→ EXERCISE PROMPT: Count the lines in the entries below that contain the word "front". Give only the number.

Rows from a box-labeling dataset:
■ ■ ■ ■ ■
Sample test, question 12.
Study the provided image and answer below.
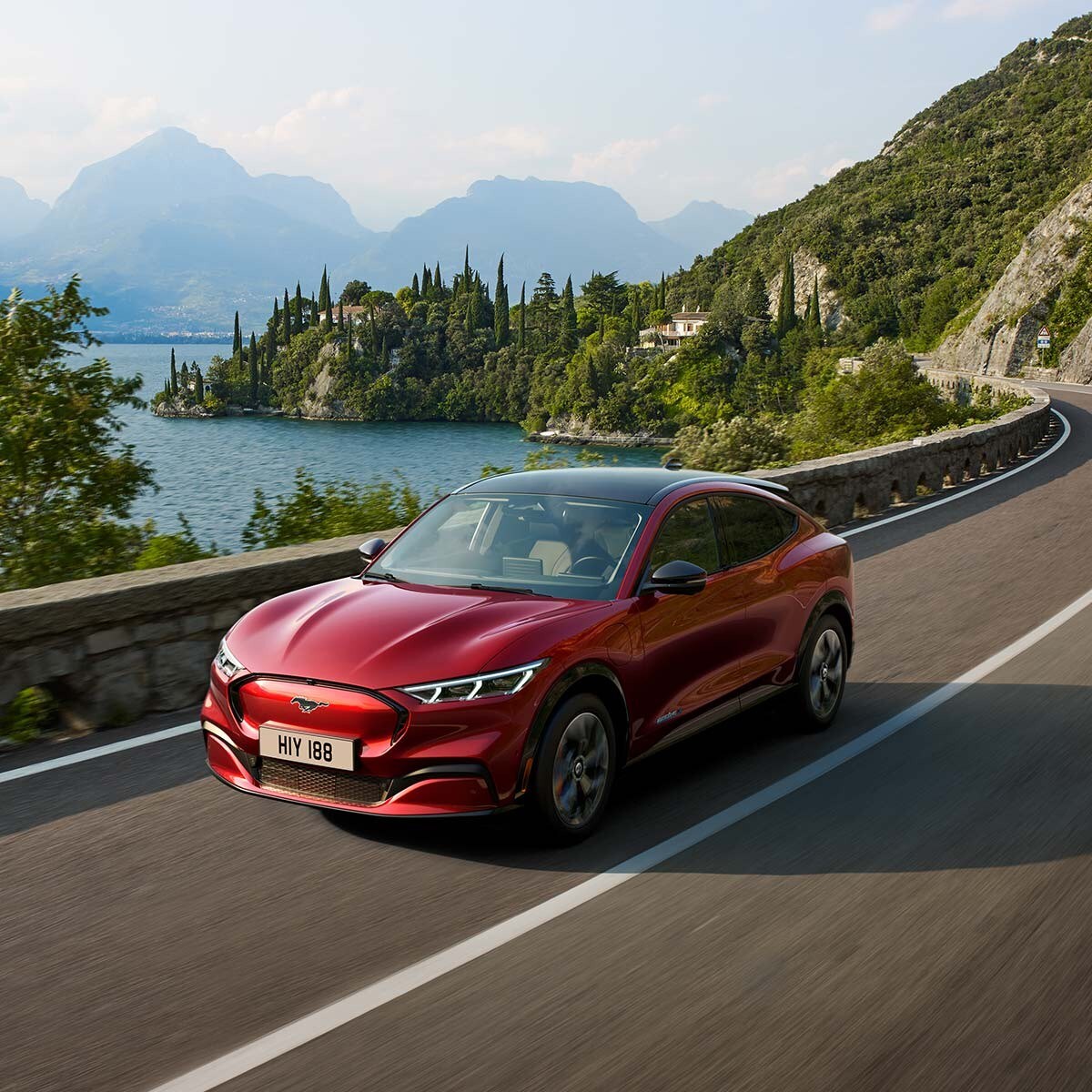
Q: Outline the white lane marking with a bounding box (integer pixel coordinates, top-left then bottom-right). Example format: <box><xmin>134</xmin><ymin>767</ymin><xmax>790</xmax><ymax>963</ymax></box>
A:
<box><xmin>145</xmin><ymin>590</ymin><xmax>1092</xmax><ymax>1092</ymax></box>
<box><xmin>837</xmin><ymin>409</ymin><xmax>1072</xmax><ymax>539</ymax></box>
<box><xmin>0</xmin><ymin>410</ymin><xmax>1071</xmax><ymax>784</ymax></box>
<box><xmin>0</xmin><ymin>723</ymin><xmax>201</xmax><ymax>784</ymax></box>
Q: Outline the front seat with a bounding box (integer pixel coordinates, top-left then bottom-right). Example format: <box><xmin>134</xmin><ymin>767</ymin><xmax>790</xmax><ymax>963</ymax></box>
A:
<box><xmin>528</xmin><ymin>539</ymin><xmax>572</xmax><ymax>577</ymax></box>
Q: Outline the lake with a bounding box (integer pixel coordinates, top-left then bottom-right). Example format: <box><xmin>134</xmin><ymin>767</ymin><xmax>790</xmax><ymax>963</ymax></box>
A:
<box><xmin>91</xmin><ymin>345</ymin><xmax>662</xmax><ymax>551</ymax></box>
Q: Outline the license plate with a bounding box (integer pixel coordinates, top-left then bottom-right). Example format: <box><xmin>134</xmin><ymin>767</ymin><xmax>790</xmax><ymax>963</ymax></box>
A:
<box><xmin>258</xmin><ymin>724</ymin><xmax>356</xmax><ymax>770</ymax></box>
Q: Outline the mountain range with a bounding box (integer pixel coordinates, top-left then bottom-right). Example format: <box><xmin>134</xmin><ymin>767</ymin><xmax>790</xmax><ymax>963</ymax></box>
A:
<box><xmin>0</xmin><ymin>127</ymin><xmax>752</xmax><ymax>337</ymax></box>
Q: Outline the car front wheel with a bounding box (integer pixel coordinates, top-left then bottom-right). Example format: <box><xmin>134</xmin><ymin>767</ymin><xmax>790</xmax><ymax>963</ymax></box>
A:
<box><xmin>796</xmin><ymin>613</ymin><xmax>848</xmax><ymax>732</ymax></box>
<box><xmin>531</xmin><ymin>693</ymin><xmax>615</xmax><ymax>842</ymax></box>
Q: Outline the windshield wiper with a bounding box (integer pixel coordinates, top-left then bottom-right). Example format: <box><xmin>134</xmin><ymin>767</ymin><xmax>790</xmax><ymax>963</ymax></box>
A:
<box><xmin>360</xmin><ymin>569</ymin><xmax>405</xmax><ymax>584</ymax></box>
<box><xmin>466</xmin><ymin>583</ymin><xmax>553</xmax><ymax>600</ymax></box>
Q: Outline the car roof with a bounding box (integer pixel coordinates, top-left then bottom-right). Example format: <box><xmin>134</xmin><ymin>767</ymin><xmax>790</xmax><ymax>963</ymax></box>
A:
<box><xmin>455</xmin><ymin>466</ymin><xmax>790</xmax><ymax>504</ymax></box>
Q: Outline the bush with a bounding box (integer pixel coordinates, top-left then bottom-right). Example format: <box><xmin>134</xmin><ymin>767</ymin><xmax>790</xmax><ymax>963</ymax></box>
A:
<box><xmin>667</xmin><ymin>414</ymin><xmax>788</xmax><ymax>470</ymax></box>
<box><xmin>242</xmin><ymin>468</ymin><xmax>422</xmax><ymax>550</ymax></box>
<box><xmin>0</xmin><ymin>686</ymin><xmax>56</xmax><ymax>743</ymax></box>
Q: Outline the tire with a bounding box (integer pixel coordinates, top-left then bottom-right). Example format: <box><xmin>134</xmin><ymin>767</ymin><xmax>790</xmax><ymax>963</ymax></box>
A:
■ ■ ■ ■ ■
→ RESPONSE BELOW: 2